── Data to examine ──

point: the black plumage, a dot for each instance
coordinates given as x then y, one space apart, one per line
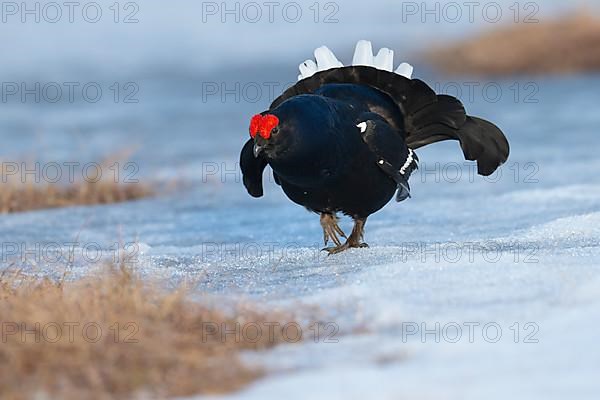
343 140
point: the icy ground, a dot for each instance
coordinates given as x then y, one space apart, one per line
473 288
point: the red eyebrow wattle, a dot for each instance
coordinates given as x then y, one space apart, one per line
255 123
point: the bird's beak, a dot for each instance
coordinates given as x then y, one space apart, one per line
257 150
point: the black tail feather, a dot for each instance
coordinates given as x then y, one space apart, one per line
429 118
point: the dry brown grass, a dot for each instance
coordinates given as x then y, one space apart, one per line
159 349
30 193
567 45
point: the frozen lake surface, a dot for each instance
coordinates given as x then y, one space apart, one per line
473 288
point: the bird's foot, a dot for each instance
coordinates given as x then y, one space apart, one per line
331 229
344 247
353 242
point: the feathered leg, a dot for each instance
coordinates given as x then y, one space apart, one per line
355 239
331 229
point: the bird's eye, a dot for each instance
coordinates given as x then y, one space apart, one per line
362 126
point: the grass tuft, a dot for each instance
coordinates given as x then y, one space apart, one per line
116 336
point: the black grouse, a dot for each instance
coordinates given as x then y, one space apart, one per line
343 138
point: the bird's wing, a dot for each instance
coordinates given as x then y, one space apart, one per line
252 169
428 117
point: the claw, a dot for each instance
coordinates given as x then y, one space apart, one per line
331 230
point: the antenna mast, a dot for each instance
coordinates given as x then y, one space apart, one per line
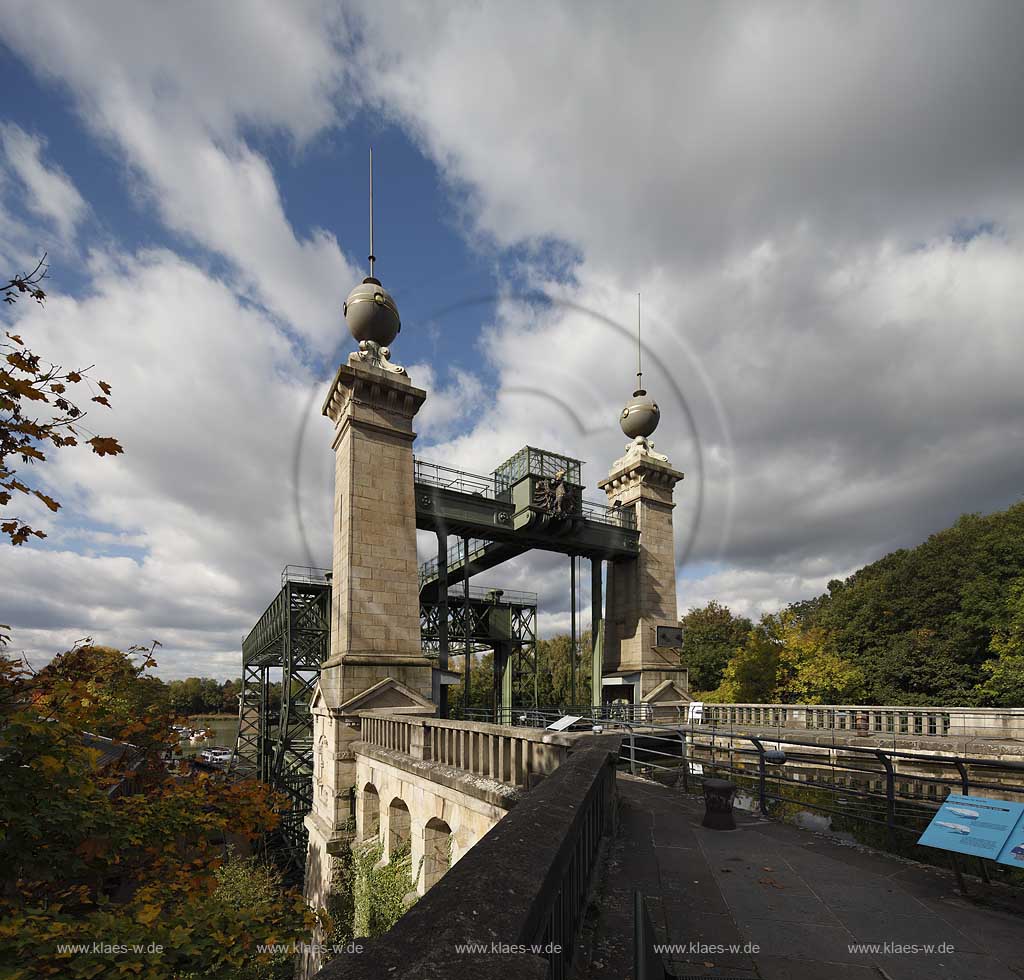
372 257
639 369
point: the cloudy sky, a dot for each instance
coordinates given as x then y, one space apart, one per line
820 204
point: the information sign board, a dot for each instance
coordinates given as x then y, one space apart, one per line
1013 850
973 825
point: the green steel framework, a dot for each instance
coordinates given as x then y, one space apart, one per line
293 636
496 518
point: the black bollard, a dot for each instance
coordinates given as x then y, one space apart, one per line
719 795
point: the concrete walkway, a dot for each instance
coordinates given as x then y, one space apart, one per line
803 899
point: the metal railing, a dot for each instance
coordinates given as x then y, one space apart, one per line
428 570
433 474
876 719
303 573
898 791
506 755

───

**Instructions for the task**.
Starting at the first line of the listing above, write out each line exactly and nothing else until you reach the line containing "point: the bird's eye, a", which is included as well; omit all pictures.

**Response**.
point: the black plumage, a dot for each instance
coordinates given as x then y, one space apart, one per line
343 140
point: the icy ground, a dot for each instance
coordinates given as x then y, one space apart, one per line
473 288
point: the red eyebrow wattle, a dot for each instance
coordinates given as x then y, one space apart, one per line
255 123
point: the bird's beak, a dot for each instance
coordinates given as x then y, one space apart, one per line
257 150
point: the black tail feather, a dot for each instance
coordinates given as x then y, one space apart, one per line
429 118
point: the dry brown grass, a dot for each instance
coordinates given as x then y, one space apart, one per line
159 349
30 193
567 45
point: the frozen lake surface, a dot for each instance
coordinates given as x then y, one space apart, one per line
473 288
point: the bird's foot, a dot for each instance
coordinates given as x then y, one space apart, one per line
331 229
344 247
353 242
point: the feathered leg, a dot for each instance
coordinates given as x then y, one space apart, one per line
355 239
331 229
point: the bird's eye, a dot for each instance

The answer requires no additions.